> [EXTRACTED DATA]:
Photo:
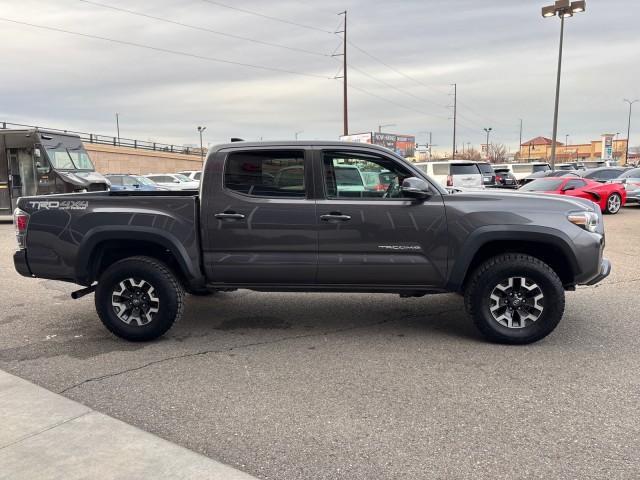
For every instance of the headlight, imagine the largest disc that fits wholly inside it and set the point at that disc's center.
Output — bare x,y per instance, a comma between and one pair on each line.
587,220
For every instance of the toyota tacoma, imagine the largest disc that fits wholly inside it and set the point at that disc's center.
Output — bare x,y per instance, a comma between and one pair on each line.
297,217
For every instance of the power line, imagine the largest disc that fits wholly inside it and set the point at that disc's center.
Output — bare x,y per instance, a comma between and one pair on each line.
202,29
165,50
275,19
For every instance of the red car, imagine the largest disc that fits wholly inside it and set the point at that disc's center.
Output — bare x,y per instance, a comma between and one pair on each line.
610,196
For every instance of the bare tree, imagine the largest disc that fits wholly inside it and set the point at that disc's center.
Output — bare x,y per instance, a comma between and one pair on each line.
470,154
497,153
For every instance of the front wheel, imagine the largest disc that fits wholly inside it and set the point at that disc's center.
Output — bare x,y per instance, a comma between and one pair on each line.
515,299
139,299
614,202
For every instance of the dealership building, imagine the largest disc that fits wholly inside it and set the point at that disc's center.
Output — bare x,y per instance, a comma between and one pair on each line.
539,148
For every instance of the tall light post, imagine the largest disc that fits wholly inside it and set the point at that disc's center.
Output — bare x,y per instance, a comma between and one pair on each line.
626,153
118,126
563,9
200,130
488,130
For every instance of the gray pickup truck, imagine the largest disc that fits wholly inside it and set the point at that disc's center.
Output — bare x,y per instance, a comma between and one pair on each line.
301,217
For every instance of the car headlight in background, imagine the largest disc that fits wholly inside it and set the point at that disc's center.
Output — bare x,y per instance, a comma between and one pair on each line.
587,220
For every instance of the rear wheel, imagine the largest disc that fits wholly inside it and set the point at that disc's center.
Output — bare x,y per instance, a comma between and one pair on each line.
614,203
515,299
139,299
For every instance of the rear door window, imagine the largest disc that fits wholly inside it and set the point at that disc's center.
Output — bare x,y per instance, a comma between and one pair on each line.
266,173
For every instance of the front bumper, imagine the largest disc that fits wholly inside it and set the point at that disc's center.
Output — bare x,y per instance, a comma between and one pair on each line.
20,263
605,270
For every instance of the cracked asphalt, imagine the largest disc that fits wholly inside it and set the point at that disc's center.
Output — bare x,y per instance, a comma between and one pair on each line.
359,386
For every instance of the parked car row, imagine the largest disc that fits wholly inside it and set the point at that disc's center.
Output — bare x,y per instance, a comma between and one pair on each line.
609,187
187,180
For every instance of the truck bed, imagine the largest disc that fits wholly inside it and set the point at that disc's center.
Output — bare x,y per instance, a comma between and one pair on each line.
64,228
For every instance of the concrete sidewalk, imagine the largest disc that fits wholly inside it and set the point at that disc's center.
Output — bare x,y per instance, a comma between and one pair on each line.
46,436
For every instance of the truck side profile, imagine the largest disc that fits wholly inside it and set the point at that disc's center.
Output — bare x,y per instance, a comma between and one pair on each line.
276,217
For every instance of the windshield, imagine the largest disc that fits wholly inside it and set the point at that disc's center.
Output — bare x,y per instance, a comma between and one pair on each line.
63,157
144,180
182,178
542,186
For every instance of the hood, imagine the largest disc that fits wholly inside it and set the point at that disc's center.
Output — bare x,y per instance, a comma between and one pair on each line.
514,199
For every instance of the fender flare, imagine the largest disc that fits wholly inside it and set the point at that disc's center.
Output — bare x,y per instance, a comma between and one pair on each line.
95,236
492,233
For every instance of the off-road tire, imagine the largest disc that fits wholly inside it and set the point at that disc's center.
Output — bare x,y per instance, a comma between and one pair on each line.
168,289
500,268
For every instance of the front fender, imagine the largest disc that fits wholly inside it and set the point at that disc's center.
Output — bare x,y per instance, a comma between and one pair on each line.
94,237
494,233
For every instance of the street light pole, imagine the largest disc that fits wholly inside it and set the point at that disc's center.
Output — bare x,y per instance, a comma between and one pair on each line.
118,126
561,8
200,130
626,154
488,130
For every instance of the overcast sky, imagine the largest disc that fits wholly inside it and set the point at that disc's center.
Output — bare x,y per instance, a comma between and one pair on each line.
501,53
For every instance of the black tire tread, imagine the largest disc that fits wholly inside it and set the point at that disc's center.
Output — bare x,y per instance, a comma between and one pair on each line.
474,282
169,276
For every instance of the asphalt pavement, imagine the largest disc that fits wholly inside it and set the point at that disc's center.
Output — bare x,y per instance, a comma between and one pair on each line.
354,386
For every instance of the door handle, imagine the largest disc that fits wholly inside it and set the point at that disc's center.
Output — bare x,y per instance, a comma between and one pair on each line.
229,216
334,217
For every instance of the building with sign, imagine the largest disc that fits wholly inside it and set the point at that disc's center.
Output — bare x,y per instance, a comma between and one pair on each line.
404,145
539,148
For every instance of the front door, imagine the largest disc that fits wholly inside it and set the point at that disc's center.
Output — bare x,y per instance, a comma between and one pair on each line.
371,234
259,218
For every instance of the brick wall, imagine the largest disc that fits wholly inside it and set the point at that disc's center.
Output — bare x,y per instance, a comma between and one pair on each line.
113,159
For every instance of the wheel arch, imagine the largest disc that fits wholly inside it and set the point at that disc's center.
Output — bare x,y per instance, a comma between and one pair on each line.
105,245
549,245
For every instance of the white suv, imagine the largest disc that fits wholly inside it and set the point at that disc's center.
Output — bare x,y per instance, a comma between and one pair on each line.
174,181
454,173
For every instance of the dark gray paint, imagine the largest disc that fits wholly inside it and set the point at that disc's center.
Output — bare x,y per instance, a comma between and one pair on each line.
281,244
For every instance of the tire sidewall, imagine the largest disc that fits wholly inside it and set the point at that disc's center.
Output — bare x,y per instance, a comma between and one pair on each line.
165,291
548,320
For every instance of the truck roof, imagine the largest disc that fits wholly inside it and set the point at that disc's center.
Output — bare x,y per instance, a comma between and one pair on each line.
303,143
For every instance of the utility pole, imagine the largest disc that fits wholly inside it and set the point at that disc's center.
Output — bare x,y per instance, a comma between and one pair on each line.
455,104
118,126
345,103
200,130
557,102
488,130
520,144
626,154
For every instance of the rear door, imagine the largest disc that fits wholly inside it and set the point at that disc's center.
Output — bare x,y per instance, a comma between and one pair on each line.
466,175
373,237
259,222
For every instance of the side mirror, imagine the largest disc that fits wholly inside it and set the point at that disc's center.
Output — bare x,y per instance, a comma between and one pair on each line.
415,187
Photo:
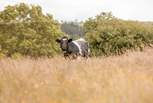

> [AIM]: How many lines above contain the word "door"? Reply with the number alone.

> [FULL SOLUTION]: 4